◆ **What you need to do**: In full and without alteration, output each record given here.
### Working data ###
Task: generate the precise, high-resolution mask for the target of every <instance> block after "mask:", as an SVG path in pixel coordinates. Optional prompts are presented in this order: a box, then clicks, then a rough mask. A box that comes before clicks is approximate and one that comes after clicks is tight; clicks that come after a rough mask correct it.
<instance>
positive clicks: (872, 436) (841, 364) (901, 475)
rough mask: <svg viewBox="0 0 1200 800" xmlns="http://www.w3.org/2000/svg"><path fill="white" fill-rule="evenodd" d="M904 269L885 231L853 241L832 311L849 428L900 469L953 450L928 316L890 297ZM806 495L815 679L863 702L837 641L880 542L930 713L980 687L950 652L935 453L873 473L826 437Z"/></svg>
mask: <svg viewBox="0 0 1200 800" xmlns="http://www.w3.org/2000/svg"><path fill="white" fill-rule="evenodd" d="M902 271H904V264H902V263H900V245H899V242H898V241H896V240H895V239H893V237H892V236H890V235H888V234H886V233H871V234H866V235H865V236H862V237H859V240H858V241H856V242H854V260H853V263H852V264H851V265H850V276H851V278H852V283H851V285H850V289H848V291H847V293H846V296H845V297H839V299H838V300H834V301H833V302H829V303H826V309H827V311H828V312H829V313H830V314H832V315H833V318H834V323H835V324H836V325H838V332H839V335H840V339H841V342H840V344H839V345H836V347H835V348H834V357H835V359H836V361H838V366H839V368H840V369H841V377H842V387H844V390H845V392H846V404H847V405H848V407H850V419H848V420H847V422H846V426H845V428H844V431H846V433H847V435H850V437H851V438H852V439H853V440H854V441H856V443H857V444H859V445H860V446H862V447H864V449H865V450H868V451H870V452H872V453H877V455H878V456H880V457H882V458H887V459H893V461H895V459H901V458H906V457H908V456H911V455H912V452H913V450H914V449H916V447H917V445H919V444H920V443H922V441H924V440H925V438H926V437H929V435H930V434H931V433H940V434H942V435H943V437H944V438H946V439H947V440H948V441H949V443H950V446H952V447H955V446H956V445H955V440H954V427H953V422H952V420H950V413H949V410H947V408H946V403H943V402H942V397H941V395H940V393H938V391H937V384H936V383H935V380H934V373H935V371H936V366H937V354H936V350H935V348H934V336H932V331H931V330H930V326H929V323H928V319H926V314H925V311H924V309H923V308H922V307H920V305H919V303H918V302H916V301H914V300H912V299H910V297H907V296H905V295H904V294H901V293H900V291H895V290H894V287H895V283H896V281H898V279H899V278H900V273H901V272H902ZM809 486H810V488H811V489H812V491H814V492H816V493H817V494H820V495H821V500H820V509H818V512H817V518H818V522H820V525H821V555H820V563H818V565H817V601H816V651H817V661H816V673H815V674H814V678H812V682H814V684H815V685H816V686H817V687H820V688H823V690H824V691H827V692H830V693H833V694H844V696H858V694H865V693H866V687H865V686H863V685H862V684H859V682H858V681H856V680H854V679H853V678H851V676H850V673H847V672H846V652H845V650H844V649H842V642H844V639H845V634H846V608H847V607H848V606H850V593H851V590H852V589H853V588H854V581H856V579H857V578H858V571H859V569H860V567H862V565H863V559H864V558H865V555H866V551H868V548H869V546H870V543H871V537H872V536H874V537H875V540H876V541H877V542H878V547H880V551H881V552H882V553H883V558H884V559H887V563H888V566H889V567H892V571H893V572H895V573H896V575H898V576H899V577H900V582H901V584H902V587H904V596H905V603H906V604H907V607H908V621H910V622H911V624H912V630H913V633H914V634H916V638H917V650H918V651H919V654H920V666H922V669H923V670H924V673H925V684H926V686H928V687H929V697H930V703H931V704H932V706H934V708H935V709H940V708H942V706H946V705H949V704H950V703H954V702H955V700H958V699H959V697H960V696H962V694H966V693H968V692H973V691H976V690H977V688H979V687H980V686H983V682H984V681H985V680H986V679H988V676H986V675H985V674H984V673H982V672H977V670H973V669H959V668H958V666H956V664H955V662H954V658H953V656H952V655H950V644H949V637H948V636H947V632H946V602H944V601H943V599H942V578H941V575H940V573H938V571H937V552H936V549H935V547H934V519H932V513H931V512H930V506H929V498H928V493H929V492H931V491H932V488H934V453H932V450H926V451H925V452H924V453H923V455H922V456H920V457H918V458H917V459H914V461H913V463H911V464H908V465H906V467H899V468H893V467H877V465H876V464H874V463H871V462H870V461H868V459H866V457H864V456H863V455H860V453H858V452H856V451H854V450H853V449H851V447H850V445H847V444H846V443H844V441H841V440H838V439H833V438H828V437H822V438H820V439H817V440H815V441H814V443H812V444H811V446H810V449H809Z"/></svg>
###
◆ **Result**:
Task: generate the precise, high-resolution mask for the target of every <instance> block after "mask:", as an SVG path in pixel coordinates. Optional prompts are presented in this order: a box, then clicks, then a rough mask. A box that comes before clicks is approximate and one that comes after clicks is tight; clicks that come after a rough mask correct it.
<instance>
positive clicks: (872, 436) (841, 364) (901, 475)
rough mask: <svg viewBox="0 0 1200 800" xmlns="http://www.w3.org/2000/svg"><path fill="white" fill-rule="evenodd" d="M904 269L885 231L853 241L832 311L849 428L900 469L953 450L928 316L890 297ZM806 495L815 679L863 702L837 641L880 542L930 713L980 687L950 652L935 453L873 473L826 437Z"/></svg>
mask: <svg viewBox="0 0 1200 800" xmlns="http://www.w3.org/2000/svg"><path fill="white" fill-rule="evenodd" d="M902 271H904V264H902V263H900V245H899V242H898V241H896V240H895V239H893V237H892V236H890V235H888V234H886V233H871V234H866V235H865V236H862V237H859V240H858V241H856V242H854V260H853V263H852V264H851V265H850V276H851V278H852V283H851V285H850V289H848V291H847V293H846V296H845V297H839V299H838V300H834V301H833V302H829V303H826V309H827V311H828V312H829V313H830V314H832V315H833V318H834V323H835V324H836V325H838V332H839V335H840V339H841V342H840V344H839V345H836V347H835V348H834V357H835V359H836V361H838V366H839V368H840V369H841V377H842V387H844V390H845V392H846V404H847V405H848V407H850V419H848V420H847V422H846V426H845V428H844V431H846V433H847V435H850V437H851V438H852V439H853V440H854V441H856V443H857V444H859V445H860V446H862V447H864V449H865V450H868V451H870V452H872V453H877V455H878V456H880V457H882V458H887V459H893V461H895V459H901V458H906V457H908V456H911V455H912V452H913V450H914V449H916V447H917V445H919V444H920V443H922V441H924V440H925V438H926V437H929V435H930V434H931V433H940V434H942V435H943V437H944V438H946V439H947V440H948V441H949V443H950V446H952V447H955V446H956V445H955V440H954V427H953V422H952V420H950V413H949V410H947V408H946V403H943V402H942V397H941V395H940V393H938V391H937V384H936V383H935V380H934V373H935V371H936V366H937V354H936V350H935V348H934V336H932V331H931V330H930V326H929V323H928V319H926V314H925V311H924V309H923V308H922V307H920V305H919V303H918V302H916V301H914V300H912V299H910V297H907V296H905V295H904V294H901V293H900V291H895V290H894V287H895V283H896V281H898V279H899V278H900V273H901V272H902ZM809 486H810V488H811V489H812V491H814V492H816V493H817V494H820V495H821V500H820V509H818V512H817V518H818V522H820V525H821V555H820V563H818V565H817V601H816V651H817V661H816V673H815V674H814V678H812V682H814V684H815V685H816V686H817V687H820V688H823V690H824V691H827V692H830V693H833V694H844V696H858V694H865V693H866V687H865V686H863V685H862V684H859V682H858V681H856V680H854V679H853V678H851V676H850V673H847V672H846V652H845V650H844V649H842V642H844V639H845V634H846V608H847V607H848V606H850V593H851V590H852V589H853V588H854V581H856V579H857V578H858V571H859V569H860V567H862V565H863V559H864V558H865V555H866V551H868V548H869V546H870V543H871V537H872V536H874V537H875V540H876V541H877V542H878V547H880V551H881V552H882V553H883V558H884V559H887V563H888V566H889V567H892V571H893V572H895V573H896V575H898V576H899V577H900V582H901V584H902V587H904V596H905V603H906V604H907V607H908V621H910V622H911V624H912V630H913V633H914V634H916V638H917V650H918V651H919V654H920V666H922V669H923V670H924V673H925V684H926V686H928V687H929V697H930V703H931V704H932V706H934V708H935V709H940V708H942V706H946V705H949V704H950V703H954V702H955V700H958V699H959V697H960V696H962V694H966V693H968V692H973V691H976V690H977V688H979V687H980V686H983V682H984V681H985V680H986V679H988V676H986V675H985V674H984V673H982V672H977V670H973V669H959V668H958V666H956V664H955V662H954V658H953V656H952V655H950V644H949V637H948V636H947V632H946V602H944V601H943V599H942V578H941V575H940V573H938V571H937V552H936V549H935V547H934V519H932V513H931V512H930V506H929V498H928V493H929V492H931V491H932V488H934V453H932V450H926V451H925V452H924V453H923V455H922V456H920V457H918V458H917V459H914V461H913V463H911V464H908V465H906V467H899V468H893V467H877V465H876V464H874V463H871V462H870V461H868V459H866V457H864V456H863V455H860V453H858V452H856V451H854V450H853V449H851V447H850V445H847V444H846V443H844V441H841V440H838V439H833V438H828V437H822V438H820V439H817V440H815V441H814V443H812V444H811V446H810V449H809Z"/></svg>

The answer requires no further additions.